■ WHAT IS BEING ASKED: Give the records again in full, exactly as they are.

(Point localization data)
Segment Open
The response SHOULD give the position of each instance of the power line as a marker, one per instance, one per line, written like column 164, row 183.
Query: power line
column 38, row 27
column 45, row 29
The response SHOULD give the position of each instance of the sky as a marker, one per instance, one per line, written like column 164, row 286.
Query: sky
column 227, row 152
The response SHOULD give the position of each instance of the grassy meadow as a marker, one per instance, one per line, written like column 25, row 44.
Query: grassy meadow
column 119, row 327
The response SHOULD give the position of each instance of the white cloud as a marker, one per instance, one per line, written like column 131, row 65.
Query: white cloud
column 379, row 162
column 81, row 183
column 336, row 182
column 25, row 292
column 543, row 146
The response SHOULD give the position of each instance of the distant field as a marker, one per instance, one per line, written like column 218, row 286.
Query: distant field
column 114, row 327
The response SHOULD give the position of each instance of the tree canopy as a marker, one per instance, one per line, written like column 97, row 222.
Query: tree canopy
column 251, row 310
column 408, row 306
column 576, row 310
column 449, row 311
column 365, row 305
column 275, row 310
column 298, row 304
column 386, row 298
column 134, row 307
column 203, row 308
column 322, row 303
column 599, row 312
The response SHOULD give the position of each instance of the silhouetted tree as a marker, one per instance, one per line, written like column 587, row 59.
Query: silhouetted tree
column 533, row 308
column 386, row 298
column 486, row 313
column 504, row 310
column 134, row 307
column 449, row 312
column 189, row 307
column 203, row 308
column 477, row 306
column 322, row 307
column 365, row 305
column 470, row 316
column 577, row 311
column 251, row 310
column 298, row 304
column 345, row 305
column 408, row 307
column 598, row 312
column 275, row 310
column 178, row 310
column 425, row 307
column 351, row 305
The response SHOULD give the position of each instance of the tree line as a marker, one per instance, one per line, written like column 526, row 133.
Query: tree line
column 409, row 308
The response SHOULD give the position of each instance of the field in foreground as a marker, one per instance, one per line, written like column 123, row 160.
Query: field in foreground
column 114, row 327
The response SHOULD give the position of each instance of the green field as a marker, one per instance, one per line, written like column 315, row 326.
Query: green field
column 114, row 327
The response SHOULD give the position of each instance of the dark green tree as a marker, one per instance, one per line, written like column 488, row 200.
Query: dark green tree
Segment Closed
■ RESPONSE TO THIS EXERCISE:
The response SHOULD give the position of each instance of the power line as a marker, one per instance, one per line, written like column 164, row 183.
Query: power line
column 38, row 27
column 45, row 29
The response SHOULD give the position of each instance of the sky as a marker, one per instance, one per line, written like column 164, row 286.
Query: sky
column 227, row 152
The response SHOULD give the position of each instance of the grassy meadow as a marker, one per instance, one per line, written like column 25, row 44.
Query: grassy meadow
column 119, row 327
The response SHOULD give the position of each instance of the white cloud as a marker, one per instance, one per line, written like column 131, row 65.
Query: white cloud
column 379, row 162
column 81, row 183
column 336, row 182
column 25, row 292
column 543, row 146
The response SHOULD give the position of each instance of the distant field as a marker, one per instance, one per line, written like column 218, row 286.
Query: distant field
column 114, row 327
The response SHOULD give the position of each instance of the tree canopy as a marker, one per instance, one per line, written like column 97, row 222.
Query: tree canopy
column 251, row 310
column 408, row 306
column 576, row 310
column 449, row 311
column 365, row 305
column 275, row 310
column 298, row 304
column 386, row 298
column 134, row 307
column 203, row 308
column 322, row 303
column 599, row 312
The response SHOULD give the position of each instance of the silhouetted tree as a marker, one per instance, one per line, written like column 587, row 59.
Query: silhouetted tree
column 533, row 308
column 386, row 298
column 486, row 313
column 504, row 310
column 134, row 307
column 449, row 312
column 189, row 307
column 203, row 308
column 477, row 306
column 322, row 307
column 365, row 305
column 470, row 316
column 577, row 311
column 251, row 310
column 298, row 304
column 345, row 305
column 408, row 307
column 598, row 312
column 275, row 310
column 178, row 310
column 425, row 307
column 351, row 305
The response SHOULD give the position of each instance of the tree line as a marker, one per instance, one per line, written like column 526, row 133.
Query: tree line
column 409, row 308
The response SHOULD give the position of each instance of the field in foreground as a marker, one per instance, one per line, written like column 123, row 160.
Query: field in foreground
column 114, row 327
The response SHOULD give the position of each instance of the green field as a marker, one per instance, one per line, written like column 315, row 326.
Query: green field
column 114, row 327
The response SHOULD give the position of each instance of the dark green tree as a marker, one per instance, one per line, written like column 488, row 200.
Query: dark green tree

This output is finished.